*Excerpt*
__________________________________________________
I'm not sure what's meant by "As you teach, you learn". It can mean "While you teach, you also learn" or "In the manner in (or by the method by) which you teach, you also learn". The two answers below seem to assume the former. –  msh210 May 15 at 6:29

2 Answers 2

Having conducted a number of searches online (in both Hebrew and English), I've come to the conclusion that this quote is likely a paraphrase of something, and not a straight translation of anything. My suspicion is that it refers to Midrash Tehillim 119:99. The quote in Tehillim (Psalms) to which the midrash refers reads as follows:

מכל מלמדי השכלתי כי עדותיך שיחה לי

Depending on your understanding of the context, that could mean something like,

I have gained more insight than all my teachers, for Your decrees are my study (JPS)

Or,

From all my teachers I grew wise, for Your testimonies are a conversation for me (Artscroll)
__________________________________________________
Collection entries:

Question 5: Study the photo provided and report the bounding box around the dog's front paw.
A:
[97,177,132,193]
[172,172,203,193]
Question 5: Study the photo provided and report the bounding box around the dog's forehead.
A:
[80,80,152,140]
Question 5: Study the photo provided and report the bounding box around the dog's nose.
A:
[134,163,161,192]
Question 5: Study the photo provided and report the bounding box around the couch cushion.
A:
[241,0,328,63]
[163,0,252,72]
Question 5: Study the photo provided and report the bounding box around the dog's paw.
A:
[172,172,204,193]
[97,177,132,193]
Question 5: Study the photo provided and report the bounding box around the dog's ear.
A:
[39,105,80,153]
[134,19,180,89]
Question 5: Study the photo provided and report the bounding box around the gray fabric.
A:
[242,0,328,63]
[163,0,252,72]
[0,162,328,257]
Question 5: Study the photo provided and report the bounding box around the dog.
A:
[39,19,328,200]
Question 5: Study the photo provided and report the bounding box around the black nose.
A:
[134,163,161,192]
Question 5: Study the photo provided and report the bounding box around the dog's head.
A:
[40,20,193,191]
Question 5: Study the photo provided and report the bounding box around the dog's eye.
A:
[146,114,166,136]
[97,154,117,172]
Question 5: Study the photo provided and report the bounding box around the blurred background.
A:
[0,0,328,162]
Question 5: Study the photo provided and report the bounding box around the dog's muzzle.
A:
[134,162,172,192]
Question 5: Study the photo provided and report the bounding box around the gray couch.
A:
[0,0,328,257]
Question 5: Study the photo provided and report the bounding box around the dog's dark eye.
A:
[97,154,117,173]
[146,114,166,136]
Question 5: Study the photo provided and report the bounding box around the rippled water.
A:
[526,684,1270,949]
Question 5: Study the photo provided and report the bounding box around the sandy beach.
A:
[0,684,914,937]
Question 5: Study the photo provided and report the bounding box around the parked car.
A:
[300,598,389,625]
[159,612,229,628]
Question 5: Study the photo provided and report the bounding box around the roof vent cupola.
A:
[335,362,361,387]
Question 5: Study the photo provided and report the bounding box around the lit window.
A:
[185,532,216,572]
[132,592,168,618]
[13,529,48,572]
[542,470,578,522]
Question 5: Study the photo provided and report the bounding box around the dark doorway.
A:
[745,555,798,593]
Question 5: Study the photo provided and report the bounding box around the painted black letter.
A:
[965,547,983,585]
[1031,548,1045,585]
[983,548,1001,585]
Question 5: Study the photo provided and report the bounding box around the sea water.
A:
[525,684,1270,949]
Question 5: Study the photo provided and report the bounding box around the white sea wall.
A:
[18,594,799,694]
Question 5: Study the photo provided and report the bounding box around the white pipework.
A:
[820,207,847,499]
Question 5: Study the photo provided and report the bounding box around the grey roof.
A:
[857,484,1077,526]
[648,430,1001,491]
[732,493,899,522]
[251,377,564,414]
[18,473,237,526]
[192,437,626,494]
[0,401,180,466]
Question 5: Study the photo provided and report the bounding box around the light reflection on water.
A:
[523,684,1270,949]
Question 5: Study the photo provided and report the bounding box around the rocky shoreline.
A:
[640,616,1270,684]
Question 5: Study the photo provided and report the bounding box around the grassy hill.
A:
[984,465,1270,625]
__________________________________________________
*Brief*
Write what comes next in the excerpt about the source of the saying "As you teach, you learn," picking up after its last line. None of the items is needed for this.

*Result*
That second interpretation is the one adopted by Midrash Tehillim, which reads as follows:

מכל מלמדי השכלתי. מהו מכל מלמדי, צריך אדם שיהיו לו חברים ותלמידים בתורה שאם שכח דבר אחד שואל לחבריו ומזכירים אותו. וכן הוא אומר טובים שנים מן האחד. וגם אם ישכבו שנים וחם להם. כי אם יפלו האחד יקים את חברו. לכך נאמר מכל מלמדי השכלתי

My translation:

"From all my teachers I grew wise". Why, "from all my teachers"? Because one needs to have friends and students in Torah, so that if he forgets something he can ask one of his friends [or one of his students] and they can remind him. This is why it says, "Two are better than one" (Qohelet 4:9). "And if two lie together they will be warm" (Qohelet 4:11). "Since if one falls his friend will lift him up" (Qohelet 4:10). Thus it says, "from all my teachers I grew wise".

The implication here, as per what I added in parentheses, is that one can also ask one's students and that they provide the same degree of educational assistance as do one's colleagues. This sentiment can be found in numerous other places within the rabbinic literature, including other midrashim, Masekhet Avot, Sefer Avot deRebi Natan and the Talmud. It perhaps implies that as one teaches, so one learns, but it doesn't use those words.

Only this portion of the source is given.